O que desejo de Natal

Muito além dos apelos e seduções que a vida profana impõe ao Natal, transformado em momento de insignificantes trocas de presentes de estimulam vendas e aumentam lucros, de realização de ceias fartas que negligenciam a fome de milhões de pessoas que, em seus cotidianos, sobrevivem à margem das conquistas e benefícios que o desenvolvimento e o progresso produziram e produzem, existe ainda possibilidades de vivência do verdadeiro sentido do Natal.

Independente, mas, sobretudo, em razão da motivação religiosa, o Natal é um momento especial. Ele nos inspira esperança e nos estimula sonhos e perspectivas de outras formas de viver. Mas, principalmente, todo o mistério e encantamento que envolve o nascimento de uma criança cujas idéias e estilo de vida derrubaram impérios, representa um momento impar para que pensemos em atitudes e gestos que, no cotidiano de nossas vidas, cada vez mais aligeirada pelas exigências da modernidade e cada vez mais isolada nas ilhas tecnológicas e da informática, são esquecidos e negligenciados.

*Instruções:* Reproduza fielmente o trecho do texto sobre o Natal que começa nas palavras "Muito além dos" e termina depois de "sentido do Natal.". As linhas não têm nenhum papel nesta atividade.

*Amostras de dados:*
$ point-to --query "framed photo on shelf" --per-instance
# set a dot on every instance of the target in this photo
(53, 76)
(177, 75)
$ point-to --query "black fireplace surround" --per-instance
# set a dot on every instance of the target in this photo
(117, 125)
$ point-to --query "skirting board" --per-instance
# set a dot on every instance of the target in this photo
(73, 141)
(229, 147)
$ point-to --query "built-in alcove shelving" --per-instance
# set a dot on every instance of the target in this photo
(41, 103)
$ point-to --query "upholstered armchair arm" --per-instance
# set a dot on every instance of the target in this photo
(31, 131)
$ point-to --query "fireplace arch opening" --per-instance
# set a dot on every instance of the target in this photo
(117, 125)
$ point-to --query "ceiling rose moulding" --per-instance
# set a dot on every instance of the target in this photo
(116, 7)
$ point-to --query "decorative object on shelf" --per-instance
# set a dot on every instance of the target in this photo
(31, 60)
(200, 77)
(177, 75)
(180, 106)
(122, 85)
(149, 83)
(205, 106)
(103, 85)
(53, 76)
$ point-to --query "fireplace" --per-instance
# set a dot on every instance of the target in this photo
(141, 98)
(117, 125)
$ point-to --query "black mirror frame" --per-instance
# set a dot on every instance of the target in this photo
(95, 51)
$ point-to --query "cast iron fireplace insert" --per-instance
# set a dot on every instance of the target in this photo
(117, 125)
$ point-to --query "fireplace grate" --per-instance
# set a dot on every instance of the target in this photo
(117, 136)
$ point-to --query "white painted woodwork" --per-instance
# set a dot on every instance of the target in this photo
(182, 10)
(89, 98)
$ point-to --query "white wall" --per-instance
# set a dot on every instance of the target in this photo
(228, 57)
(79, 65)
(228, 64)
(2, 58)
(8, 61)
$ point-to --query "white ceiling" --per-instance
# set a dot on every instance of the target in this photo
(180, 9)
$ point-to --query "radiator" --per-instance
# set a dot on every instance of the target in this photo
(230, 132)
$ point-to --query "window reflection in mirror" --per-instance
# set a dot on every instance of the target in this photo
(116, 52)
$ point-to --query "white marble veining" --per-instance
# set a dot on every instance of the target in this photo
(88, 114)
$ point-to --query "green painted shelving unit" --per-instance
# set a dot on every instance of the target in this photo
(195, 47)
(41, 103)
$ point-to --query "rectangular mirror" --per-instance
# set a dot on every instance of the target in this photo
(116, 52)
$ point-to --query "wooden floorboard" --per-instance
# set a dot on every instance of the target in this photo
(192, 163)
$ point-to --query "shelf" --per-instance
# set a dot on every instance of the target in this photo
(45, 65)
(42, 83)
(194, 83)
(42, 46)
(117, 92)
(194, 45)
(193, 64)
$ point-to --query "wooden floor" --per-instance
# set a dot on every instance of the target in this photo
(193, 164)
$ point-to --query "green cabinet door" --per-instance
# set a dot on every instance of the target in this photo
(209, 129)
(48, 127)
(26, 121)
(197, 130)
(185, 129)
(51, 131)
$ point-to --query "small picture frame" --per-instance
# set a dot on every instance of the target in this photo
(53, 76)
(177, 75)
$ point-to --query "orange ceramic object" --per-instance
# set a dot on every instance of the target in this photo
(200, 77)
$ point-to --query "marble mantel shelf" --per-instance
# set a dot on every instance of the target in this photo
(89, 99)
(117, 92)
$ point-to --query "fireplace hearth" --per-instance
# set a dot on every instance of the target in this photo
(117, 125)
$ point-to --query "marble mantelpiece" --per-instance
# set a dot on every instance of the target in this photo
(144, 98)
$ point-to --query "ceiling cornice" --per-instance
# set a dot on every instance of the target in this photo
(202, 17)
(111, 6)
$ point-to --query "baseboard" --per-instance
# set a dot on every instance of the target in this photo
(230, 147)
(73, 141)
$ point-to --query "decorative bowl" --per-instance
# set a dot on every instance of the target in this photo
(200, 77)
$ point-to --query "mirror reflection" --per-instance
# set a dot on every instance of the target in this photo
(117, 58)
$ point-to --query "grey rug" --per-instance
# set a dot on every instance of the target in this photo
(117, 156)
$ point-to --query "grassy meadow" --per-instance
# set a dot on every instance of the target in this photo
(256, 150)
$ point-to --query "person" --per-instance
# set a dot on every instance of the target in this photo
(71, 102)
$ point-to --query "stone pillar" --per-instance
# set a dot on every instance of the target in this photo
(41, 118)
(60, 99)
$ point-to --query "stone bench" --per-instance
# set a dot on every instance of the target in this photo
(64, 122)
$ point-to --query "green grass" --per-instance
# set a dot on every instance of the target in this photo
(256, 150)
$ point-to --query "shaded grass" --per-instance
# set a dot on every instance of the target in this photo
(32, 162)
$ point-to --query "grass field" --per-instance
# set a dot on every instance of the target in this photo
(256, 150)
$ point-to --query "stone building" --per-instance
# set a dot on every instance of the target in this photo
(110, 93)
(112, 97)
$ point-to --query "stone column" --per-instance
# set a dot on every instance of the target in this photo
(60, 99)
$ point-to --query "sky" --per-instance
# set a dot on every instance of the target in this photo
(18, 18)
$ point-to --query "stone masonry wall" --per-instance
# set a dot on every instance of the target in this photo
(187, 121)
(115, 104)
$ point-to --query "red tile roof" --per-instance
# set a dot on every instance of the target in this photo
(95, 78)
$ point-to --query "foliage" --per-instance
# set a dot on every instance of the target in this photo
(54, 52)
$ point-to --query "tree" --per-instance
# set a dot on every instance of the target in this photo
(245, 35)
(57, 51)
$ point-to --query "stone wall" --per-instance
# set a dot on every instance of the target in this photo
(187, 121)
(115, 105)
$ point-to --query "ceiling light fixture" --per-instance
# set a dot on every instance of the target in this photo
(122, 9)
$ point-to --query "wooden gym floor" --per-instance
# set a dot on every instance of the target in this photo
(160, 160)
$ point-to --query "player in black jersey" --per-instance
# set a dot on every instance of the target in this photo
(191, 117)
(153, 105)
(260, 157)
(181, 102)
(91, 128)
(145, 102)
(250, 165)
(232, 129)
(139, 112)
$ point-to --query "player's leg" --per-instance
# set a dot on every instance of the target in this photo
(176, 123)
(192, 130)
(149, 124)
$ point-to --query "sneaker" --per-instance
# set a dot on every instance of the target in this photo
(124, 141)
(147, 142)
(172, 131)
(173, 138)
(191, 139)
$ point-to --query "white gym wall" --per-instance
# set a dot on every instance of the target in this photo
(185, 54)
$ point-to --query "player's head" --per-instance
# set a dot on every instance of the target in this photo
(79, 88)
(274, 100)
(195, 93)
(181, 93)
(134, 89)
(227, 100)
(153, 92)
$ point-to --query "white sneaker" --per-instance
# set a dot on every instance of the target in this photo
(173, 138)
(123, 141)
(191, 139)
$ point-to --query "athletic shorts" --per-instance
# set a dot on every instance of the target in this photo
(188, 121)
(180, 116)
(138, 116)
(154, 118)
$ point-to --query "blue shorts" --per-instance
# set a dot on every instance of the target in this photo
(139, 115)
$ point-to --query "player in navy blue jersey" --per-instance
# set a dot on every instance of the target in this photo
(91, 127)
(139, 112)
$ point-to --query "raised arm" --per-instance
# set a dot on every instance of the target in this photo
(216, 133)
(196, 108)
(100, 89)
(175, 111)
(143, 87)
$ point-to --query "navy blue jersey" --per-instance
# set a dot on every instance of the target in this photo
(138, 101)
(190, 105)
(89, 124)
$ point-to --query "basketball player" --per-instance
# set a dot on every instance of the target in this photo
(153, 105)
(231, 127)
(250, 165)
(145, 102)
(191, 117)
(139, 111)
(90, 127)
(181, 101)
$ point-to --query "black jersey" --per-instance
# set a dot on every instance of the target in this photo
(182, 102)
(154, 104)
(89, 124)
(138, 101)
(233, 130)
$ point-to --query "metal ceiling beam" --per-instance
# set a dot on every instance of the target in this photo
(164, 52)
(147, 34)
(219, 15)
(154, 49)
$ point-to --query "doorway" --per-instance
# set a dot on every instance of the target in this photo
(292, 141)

*Exercício resolvido:*
Muito além dos apelos e seduções que a vida profana impõe ao Natal, transformado em momento de insignificantes trocas de presentes de estimulam vendas e aumentam lucros, de realização de ceias fartas que negligenciam a fome de milhões de pessoas que, em seus cotidianos, sobrevivem à margem das conquistas e benefícios que o desenvolvimento e o progresso produziram e produzem, existe ainda possibilidades de vivência do verdadeiro sentido do Natal.